> _Sağlanan metin_:
((
Tam adıyla Mildred Ella Didrikson Zaharias’ın küçük yaşlarda kendini gösteren spora yatkınlığı, geleceğiyle ilgili ona pek çok seçenek sunuyordu. Mutlak ki, sporcu olacaktı. Bir basketbolcu olabilirdi. Hatta şansını atletizmde de deneyebilirdi. Tenis de bir seçenekti. Golf oynamayı da çok seviyordu. Tabii, bir de beyzbol vardı. Peki, o ne yaptı? Hepsini…
Hedef büyük, koşmak gerek
“Çocukken büyüdüğümde ne olmak istediğimi kesinlikle biliyordum. Hedefim yaşamış en büyük sporcu olmaktı.”
))
> _Verilen kayıtlar_:
((
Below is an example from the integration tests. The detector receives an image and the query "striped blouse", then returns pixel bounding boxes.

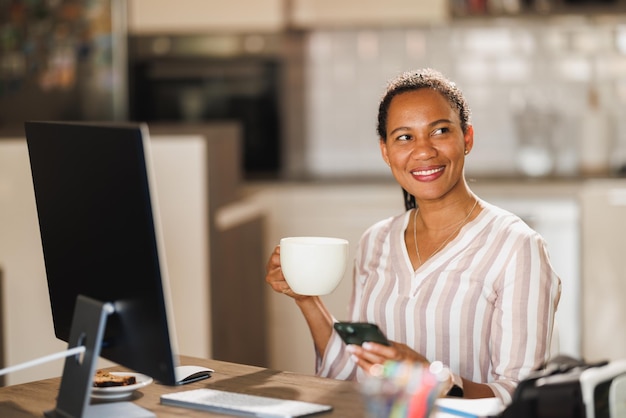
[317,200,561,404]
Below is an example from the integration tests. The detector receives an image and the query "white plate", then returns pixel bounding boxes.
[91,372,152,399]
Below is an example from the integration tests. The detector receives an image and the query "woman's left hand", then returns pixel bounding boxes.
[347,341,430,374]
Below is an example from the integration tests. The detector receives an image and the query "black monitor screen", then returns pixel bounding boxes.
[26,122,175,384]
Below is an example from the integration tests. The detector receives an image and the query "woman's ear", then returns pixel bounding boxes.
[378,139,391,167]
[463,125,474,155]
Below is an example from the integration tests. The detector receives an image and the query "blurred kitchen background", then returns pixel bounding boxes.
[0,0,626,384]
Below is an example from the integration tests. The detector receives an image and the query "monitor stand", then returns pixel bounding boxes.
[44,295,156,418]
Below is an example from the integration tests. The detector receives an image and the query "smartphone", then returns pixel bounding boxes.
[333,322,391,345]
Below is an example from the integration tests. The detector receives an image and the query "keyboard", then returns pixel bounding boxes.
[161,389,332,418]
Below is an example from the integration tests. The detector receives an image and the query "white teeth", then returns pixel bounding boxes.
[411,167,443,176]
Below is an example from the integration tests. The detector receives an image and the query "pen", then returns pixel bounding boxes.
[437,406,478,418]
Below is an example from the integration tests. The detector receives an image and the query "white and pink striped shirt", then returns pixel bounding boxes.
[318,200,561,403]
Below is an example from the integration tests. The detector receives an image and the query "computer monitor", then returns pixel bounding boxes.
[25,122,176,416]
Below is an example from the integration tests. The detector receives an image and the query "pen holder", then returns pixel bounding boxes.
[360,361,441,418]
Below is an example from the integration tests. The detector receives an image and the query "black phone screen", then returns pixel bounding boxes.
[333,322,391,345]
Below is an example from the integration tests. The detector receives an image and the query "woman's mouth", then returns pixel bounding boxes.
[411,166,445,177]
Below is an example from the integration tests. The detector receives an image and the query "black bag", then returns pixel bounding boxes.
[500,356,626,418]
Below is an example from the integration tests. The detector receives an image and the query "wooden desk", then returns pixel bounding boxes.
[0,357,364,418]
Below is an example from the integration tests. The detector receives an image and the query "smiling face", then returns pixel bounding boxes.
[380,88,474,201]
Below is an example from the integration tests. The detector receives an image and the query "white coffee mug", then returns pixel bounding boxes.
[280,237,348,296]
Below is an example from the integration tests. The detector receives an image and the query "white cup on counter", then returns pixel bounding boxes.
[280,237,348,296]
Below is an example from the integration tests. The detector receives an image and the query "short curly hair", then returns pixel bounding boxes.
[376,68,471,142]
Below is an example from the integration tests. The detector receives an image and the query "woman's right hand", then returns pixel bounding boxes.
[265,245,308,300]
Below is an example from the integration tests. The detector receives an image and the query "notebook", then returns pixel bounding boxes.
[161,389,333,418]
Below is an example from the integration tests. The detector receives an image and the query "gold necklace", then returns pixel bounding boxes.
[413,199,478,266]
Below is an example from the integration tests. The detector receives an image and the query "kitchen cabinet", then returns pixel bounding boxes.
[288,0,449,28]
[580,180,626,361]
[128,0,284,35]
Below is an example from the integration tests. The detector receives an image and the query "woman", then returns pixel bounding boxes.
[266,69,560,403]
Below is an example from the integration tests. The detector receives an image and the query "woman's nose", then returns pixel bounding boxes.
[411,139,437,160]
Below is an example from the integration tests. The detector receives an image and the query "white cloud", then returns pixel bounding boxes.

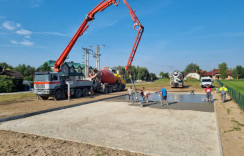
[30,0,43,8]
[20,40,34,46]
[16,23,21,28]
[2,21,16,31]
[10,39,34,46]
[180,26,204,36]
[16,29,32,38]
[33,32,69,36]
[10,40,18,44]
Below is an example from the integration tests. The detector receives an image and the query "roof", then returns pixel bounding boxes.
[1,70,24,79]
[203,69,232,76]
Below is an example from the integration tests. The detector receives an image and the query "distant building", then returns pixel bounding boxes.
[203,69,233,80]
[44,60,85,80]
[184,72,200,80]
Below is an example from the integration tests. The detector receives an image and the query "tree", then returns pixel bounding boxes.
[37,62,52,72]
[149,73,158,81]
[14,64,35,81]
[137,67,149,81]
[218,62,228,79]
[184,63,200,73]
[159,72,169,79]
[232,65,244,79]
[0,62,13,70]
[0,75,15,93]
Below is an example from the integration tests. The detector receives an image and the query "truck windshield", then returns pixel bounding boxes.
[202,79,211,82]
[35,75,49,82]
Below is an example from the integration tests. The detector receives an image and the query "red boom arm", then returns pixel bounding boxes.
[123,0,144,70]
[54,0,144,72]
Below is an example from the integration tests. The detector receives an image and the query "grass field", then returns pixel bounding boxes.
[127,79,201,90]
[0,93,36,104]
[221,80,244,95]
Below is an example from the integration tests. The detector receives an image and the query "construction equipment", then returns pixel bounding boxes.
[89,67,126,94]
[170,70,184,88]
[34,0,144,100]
))
Mildred Ella Didrikson Zaharias'ın sporculuğunu anlatan metni kaldığı yerden sürdürün. Kayıtlar, metinden bağımsız ayrı bir malzemedir.

Bu sözlerin onun ağzından rastgele dökülmediği aşikâr. Öte yandan, o zamanlarda, kadınlar henüz spor dünyasında kendilerine yer bulmakta zorlanırken böyle bir hedefe girişmek başlı başına büyük bir hadise. Ancak hayallerin sınırı yok. Yeter ki, onları gerçekleştirecek azim yanı başınızda olsun.
O dönemlerde kadınların spor yapmasına bakıştan söz açılmışken konuyu biraz daha deşmek fena olmaz. Zamanın Amatör Sporcu Birliği Başkanı Avery Brundage’nin şu sözleri mevzuyu gayet güzel açıklıyor:
“Biliyorsunuz, Antik Yunan’da kadınları spor etkinliklerinin dışında tutarlardı. Hatta onların yarışmaları izlemesine dahi izin verilmezdi. Çok emin değilim ama sanırım haklıydılar.”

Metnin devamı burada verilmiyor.